Extracted entries start
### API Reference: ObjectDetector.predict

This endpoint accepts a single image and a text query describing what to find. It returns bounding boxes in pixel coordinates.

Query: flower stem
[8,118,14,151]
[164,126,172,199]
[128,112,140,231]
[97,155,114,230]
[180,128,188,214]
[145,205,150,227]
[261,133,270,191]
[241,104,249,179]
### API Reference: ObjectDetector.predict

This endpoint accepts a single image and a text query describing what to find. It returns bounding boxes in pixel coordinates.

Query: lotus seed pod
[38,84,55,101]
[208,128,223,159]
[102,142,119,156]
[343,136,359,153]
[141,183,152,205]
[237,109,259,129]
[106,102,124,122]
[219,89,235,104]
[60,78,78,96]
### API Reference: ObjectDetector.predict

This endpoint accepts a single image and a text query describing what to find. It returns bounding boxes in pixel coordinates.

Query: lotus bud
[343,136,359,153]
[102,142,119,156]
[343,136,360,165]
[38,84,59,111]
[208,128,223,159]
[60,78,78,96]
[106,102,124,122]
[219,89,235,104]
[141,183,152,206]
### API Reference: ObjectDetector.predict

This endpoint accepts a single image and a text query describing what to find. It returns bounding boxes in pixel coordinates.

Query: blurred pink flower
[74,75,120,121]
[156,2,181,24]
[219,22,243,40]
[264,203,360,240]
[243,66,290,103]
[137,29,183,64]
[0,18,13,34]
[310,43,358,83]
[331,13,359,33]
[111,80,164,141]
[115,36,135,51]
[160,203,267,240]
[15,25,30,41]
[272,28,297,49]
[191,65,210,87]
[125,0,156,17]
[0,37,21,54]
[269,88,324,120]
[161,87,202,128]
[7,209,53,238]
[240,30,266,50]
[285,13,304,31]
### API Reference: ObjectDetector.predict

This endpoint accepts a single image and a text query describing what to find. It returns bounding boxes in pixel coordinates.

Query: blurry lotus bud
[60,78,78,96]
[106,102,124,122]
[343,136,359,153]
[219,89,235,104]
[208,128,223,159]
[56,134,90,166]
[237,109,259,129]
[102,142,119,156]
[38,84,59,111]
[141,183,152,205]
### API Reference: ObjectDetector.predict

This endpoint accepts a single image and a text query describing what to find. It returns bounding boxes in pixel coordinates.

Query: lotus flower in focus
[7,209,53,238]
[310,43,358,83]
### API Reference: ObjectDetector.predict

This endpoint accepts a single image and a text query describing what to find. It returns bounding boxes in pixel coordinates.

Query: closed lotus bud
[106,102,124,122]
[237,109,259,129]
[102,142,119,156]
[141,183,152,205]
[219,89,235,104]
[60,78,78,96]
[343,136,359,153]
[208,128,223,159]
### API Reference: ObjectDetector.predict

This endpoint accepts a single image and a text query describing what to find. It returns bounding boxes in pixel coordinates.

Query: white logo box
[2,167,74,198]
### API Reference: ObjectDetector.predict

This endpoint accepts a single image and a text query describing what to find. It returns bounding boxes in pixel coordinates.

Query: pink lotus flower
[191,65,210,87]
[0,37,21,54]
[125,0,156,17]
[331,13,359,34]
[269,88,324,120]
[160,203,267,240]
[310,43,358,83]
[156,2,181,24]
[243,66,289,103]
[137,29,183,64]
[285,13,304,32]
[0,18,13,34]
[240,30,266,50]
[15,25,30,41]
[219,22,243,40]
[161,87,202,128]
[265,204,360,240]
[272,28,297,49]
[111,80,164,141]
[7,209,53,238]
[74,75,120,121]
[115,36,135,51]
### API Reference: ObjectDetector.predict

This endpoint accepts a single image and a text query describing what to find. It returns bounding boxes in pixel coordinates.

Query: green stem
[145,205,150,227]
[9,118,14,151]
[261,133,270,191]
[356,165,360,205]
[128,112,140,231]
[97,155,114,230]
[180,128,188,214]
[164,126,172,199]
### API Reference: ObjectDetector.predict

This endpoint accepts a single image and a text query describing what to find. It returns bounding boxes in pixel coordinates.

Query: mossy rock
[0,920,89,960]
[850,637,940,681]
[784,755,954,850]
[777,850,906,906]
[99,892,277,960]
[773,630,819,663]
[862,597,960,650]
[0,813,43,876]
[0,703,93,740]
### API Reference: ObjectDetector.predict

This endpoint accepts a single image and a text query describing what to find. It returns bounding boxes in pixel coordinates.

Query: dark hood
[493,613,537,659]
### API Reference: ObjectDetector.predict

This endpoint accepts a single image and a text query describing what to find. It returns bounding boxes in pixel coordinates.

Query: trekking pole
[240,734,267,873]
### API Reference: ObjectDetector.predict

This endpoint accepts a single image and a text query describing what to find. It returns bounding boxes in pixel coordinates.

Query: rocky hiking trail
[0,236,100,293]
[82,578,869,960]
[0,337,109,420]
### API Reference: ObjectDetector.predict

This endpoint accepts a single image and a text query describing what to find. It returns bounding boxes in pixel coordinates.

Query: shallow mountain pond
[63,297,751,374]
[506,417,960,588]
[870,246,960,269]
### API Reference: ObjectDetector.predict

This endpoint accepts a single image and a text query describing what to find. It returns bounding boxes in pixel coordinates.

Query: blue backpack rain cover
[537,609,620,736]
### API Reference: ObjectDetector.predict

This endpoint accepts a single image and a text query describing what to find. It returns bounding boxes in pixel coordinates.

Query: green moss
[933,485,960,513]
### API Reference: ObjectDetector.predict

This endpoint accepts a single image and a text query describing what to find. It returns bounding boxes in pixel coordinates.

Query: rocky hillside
Extracted entries end
**Task directions**
Format every line of the items above as a numbered list, omitting any blank lines.

**Task response**
1. ### API Reference: ObjectDetector.predict
2. This endpoint accepts a single image and a text query describing what to find. It returns bounding boxes in pixel coordinates.
3. Query: flower stem
4. [8,118,14,151]
5. [164,126,172,199]
6. [128,112,140,231]
7. [97,155,114,230]
8. [180,128,188,214]
9. [145,205,150,227]
10. [261,133,270,191]
11. [241,104,249,179]
12. ### API Reference: ObjectDetector.predict
13. This endpoint accepts a single image and a text query describing what to find. It returns bounding boxes in pixel coordinates.
14. Query: lotus seed pod
15. [38,84,55,101]
16. [208,128,223,159]
17. [102,142,119,156]
18. [343,136,359,153]
19. [141,183,152,205]
20. [237,109,259,129]
21. [106,102,124,122]
22. [219,89,235,104]
23. [60,78,78,96]
24. ### API Reference: ObjectDetector.predict
25. This endpoint accepts a single image and a text query describing what to find. It returns bounding boxes in pixel coordinates.
26. Query: lotus bud
27. [343,136,359,153]
28. [102,142,119,156]
29. [343,136,360,165]
30. [38,84,59,111]
31. [208,128,223,159]
32. [60,78,78,96]
33. [106,102,124,122]
34. [219,89,235,104]
35. [141,183,152,206]
36. ### API Reference: ObjectDetector.predict
37. This endpoint accepts a single image and a text query describing what to find. It returns bounding boxes in pixel coordinates.
38. Query: blurred pink flower
39. [74,75,120,121]
40. [156,2,181,24]
41. [219,22,243,40]
42. [264,203,360,240]
43. [243,66,290,103]
44. [137,29,183,64]
45. [0,18,13,34]
46. [310,43,358,83]
47. [331,13,359,33]
48. [111,80,164,141]
49. [115,36,135,51]
50. [160,203,267,240]
51. [15,25,30,41]
52. [272,28,297,49]
53. [191,65,210,87]
54. [125,0,156,17]
55. [0,37,21,54]
56. [269,88,324,120]
57. [161,87,202,128]
58. [7,209,53,238]
59. [240,30,266,50]
60. [285,13,304,31]
61. ### API Reference: ObjectDetector.predict
62. This endpoint accepts a single image and a text query describing what to find. It returns bounding boxes in pixel coordinates.
63. Query: blurry lotus bud
64. [60,78,78,96]
65. [106,102,124,122]
66. [343,136,359,153]
67. [219,89,235,104]
68. [208,128,223,159]
69. [56,134,90,166]
70. [237,109,259,129]
71. [102,142,119,156]
72. [38,84,59,111]
73. [141,183,152,205]
74. ### API Reference: ObjectDetector.predict
75. This endpoint accepts a single image and a text query describing what to find. It returns bounding boxes in pixel coordinates.
76. Query: lotus flower in focus
77. [7,209,53,238]
78. [310,43,358,83]
79. ### API Reference: ObjectDetector.predict
80. This endpoint accepts a single image and a text query describing what to find. It returns bounding boxes in pixel coordinates.
81. Query: closed lotus bud
82. [106,102,124,122]
83. [237,109,259,129]
84. [102,142,119,156]
85. [141,183,152,205]
86. [219,89,235,104]
87. [60,78,78,96]
88. [343,136,359,153]
89. [208,128,223,159]
90. ### API Reference: ObjectDetector.predict
91. This endpoint accepts a single image and a text query describing what to find. It returns bounding boxes in pixel coordinates.
92. Query: white logo box
93. [2,167,74,198]
94. ### API Reference: ObjectDetector.predict
95. This endpoint accepts a single image and a text query describing what to find. It returns bounding boxes in pixel coordinates.
96. Query: pink lotus flower
97. [191,65,210,87]
98. [0,37,21,54]
99. [125,0,156,17]
100. [331,13,359,34]
101. [269,88,324,120]
102. [160,203,267,240]
103. [310,43,358,83]
104. [156,2,181,24]
105. [243,66,289,103]
106. [137,29,183,64]
107. [285,13,304,32]
108. [0,18,13,34]
109. [240,30,266,50]
110. [15,25,30,41]
111. [219,22,243,40]
112. [161,87,202,128]
113. [265,204,360,240]
114. [272,28,297,49]
115. [111,80,164,141]
116. [7,209,53,238]
117. [74,75,120,121]
118. [115,36,135,51]
119. ### API Reference: ObjectDetector.predict
120. This endpoint accepts a single image and a text query describing what to find. It returns bounding boxes in pixel coordinates.
121. Query: green stem
122. [145,205,150,227]
123. [9,118,14,151]
124. [261,133,270,191]
125. [356,165,360,205]
126. [128,112,140,231]
127. [97,155,114,230]
128. [180,128,188,214]
129. [164,126,172,199]
130. ### API Reference: ObjectDetector.predict
131. This endpoint accepts a single image and a text query describing what to find. It returns bounding boxes in pixel coordinates.
132. Query: mossy rock
133. [0,920,89,960]
134. [850,637,940,681]
135. [784,755,954,850]
136. [777,850,906,906]
137. [99,892,277,960]
138. [773,630,819,663]
139. [862,597,960,650]
140. [0,813,43,876]
141. [0,703,93,740]
142. ### API Reference: ObjectDetector.predict
143. This endpoint accepts a single image and a text query describing what to find. It returns bounding boxes in pixel coordinates.
144. Query: dark hood
145. [493,613,537,659]
146. ### API Reference: ObjectDetector.predict
147. This endpoint accepts a single image and a text query describing what to find. It returns bounding boxes in pixel coordinates.
148. Query: trekking pole
149. [240,734,267,873]
150. ### API Reference: ObjectDetector.predict
151. This endpoint accepts a single image and a text query describing what to find. It returns bounding boxes in pixel coordinates.
152. Query: rocky hiking trail
153. [0,236,100,293]
154. [82,578,869,960]
155. [0,337,109,420]
156. ### API Reference: ObjectDetector.predict
157. This endpoint accepts a single image and a text query describing what to find. It returns bounding boxes in pixel coordinates.
158. Query: shallow mountain pond
159. [63,297,751,374]
160. [506,417,960,588]
161. [870,246,960,269]
162. ### API Reference: ObjectDetector.predict
163. This endpoint accepts a single image and a text query describing what to find. It returns bounding boxes in pixel coordinates.
164. Query: blue backpack rain cover
165. [537,609,620,736]
166. ### API Reference: ObjectDetector.predict
167. This endpoint accepts a single image and a text query describing what to find. It returns bounding boxes in pixel coordinates.
168. Query: green moss
169. [933,485,960,513]
170. ### API Reference: ObjectDetector.predict
171. This endpoint accepts a single image and a text query describing what to find. It returns bounding boxes in pixel coordinates.
172. Query: rocky hillside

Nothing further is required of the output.